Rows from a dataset
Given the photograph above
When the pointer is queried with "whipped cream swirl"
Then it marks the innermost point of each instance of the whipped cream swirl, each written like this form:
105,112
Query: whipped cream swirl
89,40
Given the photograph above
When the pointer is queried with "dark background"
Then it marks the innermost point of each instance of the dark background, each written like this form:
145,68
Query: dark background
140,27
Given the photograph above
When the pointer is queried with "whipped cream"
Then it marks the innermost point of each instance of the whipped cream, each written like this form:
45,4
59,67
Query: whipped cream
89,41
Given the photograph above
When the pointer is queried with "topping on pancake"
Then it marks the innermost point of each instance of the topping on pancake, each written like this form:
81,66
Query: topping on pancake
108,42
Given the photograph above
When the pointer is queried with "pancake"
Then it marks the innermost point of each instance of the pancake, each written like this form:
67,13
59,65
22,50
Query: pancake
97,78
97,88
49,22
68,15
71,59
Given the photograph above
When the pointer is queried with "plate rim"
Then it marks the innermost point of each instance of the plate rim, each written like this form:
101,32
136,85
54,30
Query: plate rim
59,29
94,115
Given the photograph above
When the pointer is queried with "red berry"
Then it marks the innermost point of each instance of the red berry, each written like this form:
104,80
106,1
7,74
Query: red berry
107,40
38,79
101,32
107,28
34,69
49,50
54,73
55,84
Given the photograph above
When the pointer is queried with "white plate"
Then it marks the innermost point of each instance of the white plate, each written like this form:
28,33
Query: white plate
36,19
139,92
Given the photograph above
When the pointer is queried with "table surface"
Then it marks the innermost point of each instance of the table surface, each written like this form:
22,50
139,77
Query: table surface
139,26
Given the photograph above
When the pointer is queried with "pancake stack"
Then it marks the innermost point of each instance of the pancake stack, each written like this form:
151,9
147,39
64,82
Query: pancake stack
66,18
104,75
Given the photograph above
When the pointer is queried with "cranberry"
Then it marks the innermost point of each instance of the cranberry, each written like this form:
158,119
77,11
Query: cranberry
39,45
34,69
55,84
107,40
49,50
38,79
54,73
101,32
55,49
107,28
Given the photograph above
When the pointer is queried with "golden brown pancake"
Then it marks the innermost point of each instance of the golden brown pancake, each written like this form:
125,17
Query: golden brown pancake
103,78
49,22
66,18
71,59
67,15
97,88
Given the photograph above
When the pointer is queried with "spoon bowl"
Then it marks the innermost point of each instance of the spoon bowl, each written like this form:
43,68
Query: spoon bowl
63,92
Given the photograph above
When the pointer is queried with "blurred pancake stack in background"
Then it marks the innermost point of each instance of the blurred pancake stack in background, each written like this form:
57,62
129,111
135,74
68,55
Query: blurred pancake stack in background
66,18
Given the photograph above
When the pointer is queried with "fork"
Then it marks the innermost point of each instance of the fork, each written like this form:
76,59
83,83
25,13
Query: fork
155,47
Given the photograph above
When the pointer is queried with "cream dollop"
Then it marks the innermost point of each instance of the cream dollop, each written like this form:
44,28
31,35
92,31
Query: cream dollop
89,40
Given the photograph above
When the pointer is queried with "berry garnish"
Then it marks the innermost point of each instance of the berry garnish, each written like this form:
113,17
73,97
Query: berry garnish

### TASK REQUIREMENTS:
Retype the material in full. Each word must match.

### ANSWER:
Given the photograph above
When the pointer is queried with "whipped cream swirl"
Then it marks the innermost point of each instance of the whipped cream swirl, each written like this form:
105,112
Query: whipped cream swirl
89,40
Given the photograph above
When the pointer is queried with "dark background"
Then it marks the innermost point of each instance of the dark background, each written like this form:
145,68
Query: dark background
140,27
Given the photograph above
When the pointer is queried with "whipped cream"
Then it marks the innermost point of each instance of the whipped cream, each written like this form:
45,4
59,67
Query: whipped cream
89,41
Given the photograph above
When the pointer is queried with "topping on pancake"
Then it marks the innermost point of each instance of the topping on pancake, each written like this form:
81,66
Query: topping on pancake
108,42
Given the photograph above
When the pointer is queried with "pancake"
Then it marks the innermost point of each instance of the pancake, each written like this form:
67,13
59,65
22,50
Query: pancake
97,78
97,88
49,22
68,15
71,59
Given the photograph above
When the pointer is queried with "plate rim"
Then it marks the innermost point of each instance of the plate rim, each written like this form:
101,32
136,85
54,30
Query: plate rim
59,29
94,115
Given the photograph above
When the pointer is queried with "red berry"
Then it marks the innermost point of each instance of the red berry, each written like this form:
104,80
106,1
7,74
Query: red berry
107,40
38,79
101,32
107,28
34,69
49,50
54,73
55,84
Given the photograph above
When the pointer is queried with "white plate"
Then it marks the innermost point of each instance of the white plate, each written like this form:
28,33
Query: white plate
36,19
139,92
Given the photograph above
When the pointer is queried with "table surface"
Then it marks the innermost point of each instance of the table surface, each written like this form:
22,50
139,77
Query: table surface
139,26
Given the photograph above
When the pointer is queried with "pancake stack"
Then it marks the innermost point of each instance of the pancake stack, each written like this form:
151,9
147,39
64,82
Query: pancake stack
66,18
104,75
Given the photograph above
When the pointer is queried with "cranberry"
Then it marks the innermost point of each instance of the cranberry, each written like this form:
158,119
77,11
Query: cranberry
39,45
34,69
55,84
107,40
49,50
38,79
54,73
101,32
55,49
107,28
Given the photograph above
When the pointer is queried with "golden brown pancake"
Then it marks the innermost point of each instance of the golden brown pancake, each written like this form:
125,17
Query: golden brown pancake
103,78
49,22
66,18
71,59
67,15
97,88
Given the photograph above
When the pointer is queried with "spoon bowl"
Then it marks the innermost point of each instance of the spoon bowl, each written like this form:
43,68
Query: spoon bowl
63,92
Given the photograph above
When the pointer is queried with "blurred pancake stack in background"
Then it marks the innermost point of each instance of the blurred pancake stack in background, each written like this form:
57,62
129,111
135,74
68,55
Query: blurred pancake stack in background
66,18
Given the photograph above
When the pointer is queried with "fork"
Then it marks the innermost point of each instance of the fork, each written like this form:
76,59
83,83
25,13
Query: fork
155,47
Given the photograph above
When the pointer is queried with "cream dollop"
Then it marks the innermost point of each instance of the cream dollop, each written like this form:
44,28
31,35
92,31
Query: cream dollop
89,40
Given the photograph above
When the pointer is queried with "berry garnish"
Then it marks the innermost point of each instance of the berry garnish, each written like this form:
113,17
73,97
Query: berry garnish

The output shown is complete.